#### GIVEN TEXT:
==============================

Parametric t and z tests are used to compare the means of two samples. The calculation method differs according to the nature of the samples. A distinction is made between independent samples or paired samples. The t and z tests are known as parametric because the assumption is made that the samples are normally distributed.

Take a sample S1 comprising n1 observations, of mean µ1 and variance s1². Take a second sample S2, independent of S1 comprising n2 observations, of mean µ2 and variance s2². Let D be the assumed difference between the means (D is 0 when equality is assumed).

As for the z and t tests on a sample, we use:

1. Student's t test if the true variance of the populations from which the samples are extracted is unknown;
2. The z test if the true variance s² of the population is known.

Student's t Test :-

If we consider that the two samples have the same variance, the common variance is estimated by:

s² = [(n1-1)s1² + (n2-1)s2²] / (n1 + n2 - 2)

The test statistic is therefore given by:

t = (µ1 - µ2 -D) / (s √1/n1 + 1/n2)

The t statistic follows a Student distribution with n1 + n2 - 2 degrees of freedom.

If we consider that the variances are different, the statistic is given by:

t = (µ1 - µ2 -D) / (√s1²/n1 + s2²/n2)

z-Test

For the z-test, the variance s² of the population is presumed to be known. The user can enter this value or estimate it from the data (this is offered for teaching purposes only). The test statistic is given by:

z = (µ1 - µ2 -D) / (σ √1/n1 + 1/n2)

==============================

#### WRITTEN TASK A:
Reproduce every one of the rows with leaf coordinates below, character for character.
#### WRITTEN TASK B:
Continue the passage on comparing two sample means with t and z tests, starting after its final formula.

==============================

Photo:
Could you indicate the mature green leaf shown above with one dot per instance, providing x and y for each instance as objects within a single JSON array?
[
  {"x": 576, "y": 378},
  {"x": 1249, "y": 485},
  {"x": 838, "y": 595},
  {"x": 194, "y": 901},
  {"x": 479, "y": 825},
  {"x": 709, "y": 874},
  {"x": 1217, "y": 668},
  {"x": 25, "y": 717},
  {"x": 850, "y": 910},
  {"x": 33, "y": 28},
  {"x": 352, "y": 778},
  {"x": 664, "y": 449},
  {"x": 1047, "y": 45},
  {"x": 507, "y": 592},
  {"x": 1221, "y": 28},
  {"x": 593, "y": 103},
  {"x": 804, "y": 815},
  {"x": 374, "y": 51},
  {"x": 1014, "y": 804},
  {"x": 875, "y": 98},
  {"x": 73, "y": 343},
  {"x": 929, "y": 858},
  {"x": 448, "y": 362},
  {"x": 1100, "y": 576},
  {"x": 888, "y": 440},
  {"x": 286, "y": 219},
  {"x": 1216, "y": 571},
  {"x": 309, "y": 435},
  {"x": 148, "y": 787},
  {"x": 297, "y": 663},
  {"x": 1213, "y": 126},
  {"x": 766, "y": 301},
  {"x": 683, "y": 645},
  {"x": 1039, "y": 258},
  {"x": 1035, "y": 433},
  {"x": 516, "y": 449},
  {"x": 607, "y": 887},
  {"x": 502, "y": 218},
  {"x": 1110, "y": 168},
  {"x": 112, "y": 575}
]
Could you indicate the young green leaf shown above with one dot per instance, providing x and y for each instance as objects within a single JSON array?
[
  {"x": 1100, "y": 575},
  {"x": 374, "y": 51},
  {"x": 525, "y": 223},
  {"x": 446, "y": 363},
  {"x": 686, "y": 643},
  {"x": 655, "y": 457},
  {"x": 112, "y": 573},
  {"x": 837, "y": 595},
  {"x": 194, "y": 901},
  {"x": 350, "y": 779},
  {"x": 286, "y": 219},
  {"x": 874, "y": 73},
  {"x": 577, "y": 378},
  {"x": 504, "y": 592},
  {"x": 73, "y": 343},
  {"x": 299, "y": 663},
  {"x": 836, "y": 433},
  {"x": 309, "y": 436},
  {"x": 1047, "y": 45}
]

==============================

#### TASK RESPONSE A:
Photo:
Could you indicate the mature green leaf shown above with one dot per instance, providing x and y for each instance as objects within a single JSON array?
[
  {"x": 576, "y": 378},
  {"x": 1249, "y": 485},
  {"x": 838, "y": 595},
  {"x": 194, "y": 901},
  {"x": 479, "y": 825},
  {"x": 709, "y": 874},
  {"x": 1217, "y": 668},
  {"x": 25, "y": 717},
  {"x": 850, "y": 910},
  {"x": 33, "y": 28},
  {"x": 352, "y": 778},
  {"x": 664, "y": 449},
  {"x": 1047, "y": 45},
  {"x": 507, "y": 592},
  {"x": 1221, "y": 28},
  {"x": 593, "y": 103},
  {"x": 804, "y": 815},
  {"x": 374, "y": 51},
  {"x": 1014, "y": 804},
  {"x": 875, "y": 98},
  {"x": 73, "y": 343},
  {"x": 929, "y": 858},
  {"x": 448, "y": 362},
  {"x": 1100, "y": 576},
  {"x": 888, "y": 440},
  {"x": 286, "y": 219},
  {"x": 1216, "y": 571},
  {"x": 309, "y": 435},
  {"x": 148, "y": 787},
  {"x": 297, "y": 663},
  {"x": 1213, "y": 126},
  {"x": 766, "y": 301},
  {"x": 683, "y": 645},
  {"x": 1039, "y": 258},
  {"x": 1035, "y": 433},
  {"x": 516, "y": 449},
  {"x": 607, "y": 887},
  {"x": 502, "y": 218},
  {"x": 1110, "y": 168},
  {"x": 112, "y": 575}
]
Could you indicate the young green leaf shown above with one dot per instance, providing x and y for each instance as objects within a single JSON array?
[
  {"x": 1100, "y": 575},
  {"x": 374, "y": 51},
  {"x": 525, "y": 223},
  {"x": 446, "y": 363},
  {"x": 686, "y": 643},
  {"x": 655, "y": 457},
  {"x": 112, "y": 573},
  {"x": 837, "y": 595},
  {"x": 194, "y": 901},
  {"x": 350, "y": 779},
  {"x": 286, "y": 219},
  {"x": 874, "y": 73},
  {"x": 577, "y": 378},
  {"x": 504, "y": 592},
  {"x": 73, "y": 343},
  {"x": 299, "y": 663},
  {"x": 836, "y": 433},
  {"x": 309, "y": 436},
  {"x": 1047, "y": 45}
]

#### TASK RESPONSE B:
The z statistic follows a normal distribution.

Comparison of the means of two paired samples

If two samples are paired, they have to be of the same size. Where values are missing from certain observations, either the observation is removed from both samples or the missing values are estimated.

We study the mean of the calculated differences for the n observations. If d is the mean of the differences, s² the variance of the differences and D the supposed difference, the statistic of the t test is given by:

T= (d-D) ⁄ (s/√n)

The t statistic follows a Student distribution with n-1 degrees of freedom.

For the z test, the statistic is as follows where σ² is the variance

z= (d-D) ⁄ (σ/√n)

The z statistic follows a normal distribution.

Alternative hypotheses

Three types of test are possible depending on the alternative hypothesis chosen:

• two-tailed test,
• left-tailed test,
• right-tailed test.